**Activity**
Take each line of the records below that contains the string "girl" and copy it.

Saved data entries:
================
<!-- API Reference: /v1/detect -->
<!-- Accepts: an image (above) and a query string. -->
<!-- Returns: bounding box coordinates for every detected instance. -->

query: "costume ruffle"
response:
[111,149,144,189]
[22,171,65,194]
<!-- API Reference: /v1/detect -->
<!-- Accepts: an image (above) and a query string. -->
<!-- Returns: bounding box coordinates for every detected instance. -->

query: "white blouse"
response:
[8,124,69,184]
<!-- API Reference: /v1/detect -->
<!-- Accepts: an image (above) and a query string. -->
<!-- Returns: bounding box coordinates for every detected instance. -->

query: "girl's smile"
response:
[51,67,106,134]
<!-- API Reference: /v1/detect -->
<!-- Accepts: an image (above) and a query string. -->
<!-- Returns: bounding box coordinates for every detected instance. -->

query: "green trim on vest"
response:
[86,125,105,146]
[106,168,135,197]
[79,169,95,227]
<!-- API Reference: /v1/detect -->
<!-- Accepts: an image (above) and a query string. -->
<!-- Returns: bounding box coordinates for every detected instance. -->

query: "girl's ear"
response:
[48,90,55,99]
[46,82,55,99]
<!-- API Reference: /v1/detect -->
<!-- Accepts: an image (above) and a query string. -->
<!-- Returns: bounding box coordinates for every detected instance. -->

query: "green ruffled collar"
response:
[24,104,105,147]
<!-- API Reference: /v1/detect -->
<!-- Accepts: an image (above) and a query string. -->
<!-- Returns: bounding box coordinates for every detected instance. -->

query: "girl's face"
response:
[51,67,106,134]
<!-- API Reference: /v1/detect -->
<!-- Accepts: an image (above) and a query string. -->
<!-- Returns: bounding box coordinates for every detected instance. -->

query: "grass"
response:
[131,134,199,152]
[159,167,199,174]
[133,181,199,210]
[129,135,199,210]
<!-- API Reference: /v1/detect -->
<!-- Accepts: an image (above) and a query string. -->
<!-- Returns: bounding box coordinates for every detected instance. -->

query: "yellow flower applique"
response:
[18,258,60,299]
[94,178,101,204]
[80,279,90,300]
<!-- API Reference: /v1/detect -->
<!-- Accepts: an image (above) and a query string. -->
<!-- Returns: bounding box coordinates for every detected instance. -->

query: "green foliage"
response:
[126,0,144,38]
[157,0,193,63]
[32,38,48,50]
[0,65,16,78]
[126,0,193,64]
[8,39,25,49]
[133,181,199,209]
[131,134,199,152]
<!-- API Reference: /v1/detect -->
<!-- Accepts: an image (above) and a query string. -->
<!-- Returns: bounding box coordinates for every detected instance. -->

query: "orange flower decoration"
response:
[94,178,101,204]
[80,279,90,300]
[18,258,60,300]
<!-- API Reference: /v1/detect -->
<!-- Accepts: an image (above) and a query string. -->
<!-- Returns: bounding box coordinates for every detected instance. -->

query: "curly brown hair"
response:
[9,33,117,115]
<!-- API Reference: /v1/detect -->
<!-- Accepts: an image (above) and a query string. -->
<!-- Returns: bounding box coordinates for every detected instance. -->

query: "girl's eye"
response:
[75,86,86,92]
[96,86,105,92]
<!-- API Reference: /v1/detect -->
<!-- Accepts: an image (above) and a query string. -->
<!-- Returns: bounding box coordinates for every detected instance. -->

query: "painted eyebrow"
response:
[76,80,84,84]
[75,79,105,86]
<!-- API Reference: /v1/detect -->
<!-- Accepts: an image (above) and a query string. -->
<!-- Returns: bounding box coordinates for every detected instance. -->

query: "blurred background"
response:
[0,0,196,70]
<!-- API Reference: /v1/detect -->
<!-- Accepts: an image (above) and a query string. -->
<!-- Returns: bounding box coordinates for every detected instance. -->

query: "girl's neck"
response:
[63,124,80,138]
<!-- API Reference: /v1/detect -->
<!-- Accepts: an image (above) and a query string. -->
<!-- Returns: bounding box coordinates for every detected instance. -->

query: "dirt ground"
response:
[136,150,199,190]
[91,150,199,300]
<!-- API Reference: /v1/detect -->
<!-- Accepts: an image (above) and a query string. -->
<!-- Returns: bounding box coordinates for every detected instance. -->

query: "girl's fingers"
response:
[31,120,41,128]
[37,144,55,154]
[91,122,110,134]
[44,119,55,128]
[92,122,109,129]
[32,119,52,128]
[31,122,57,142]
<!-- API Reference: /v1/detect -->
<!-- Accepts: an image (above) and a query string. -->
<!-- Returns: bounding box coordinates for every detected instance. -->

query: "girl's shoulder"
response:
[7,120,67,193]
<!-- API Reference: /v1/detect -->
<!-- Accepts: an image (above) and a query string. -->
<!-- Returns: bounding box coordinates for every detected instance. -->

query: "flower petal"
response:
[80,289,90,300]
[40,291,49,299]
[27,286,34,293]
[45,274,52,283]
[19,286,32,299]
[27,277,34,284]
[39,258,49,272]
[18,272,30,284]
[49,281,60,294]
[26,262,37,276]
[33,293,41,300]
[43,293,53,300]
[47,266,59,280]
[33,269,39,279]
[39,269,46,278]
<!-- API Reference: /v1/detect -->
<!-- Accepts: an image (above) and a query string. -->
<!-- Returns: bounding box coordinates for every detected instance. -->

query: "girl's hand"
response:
================
**Expected answer**
query: "girl's smile"
query: "girl's ear"
query: "girl's face"
query: "girl's eye"
query: "girl's neck"
query: "girl's fingers"
query: "girl's shoulder"
query: "girl's hand"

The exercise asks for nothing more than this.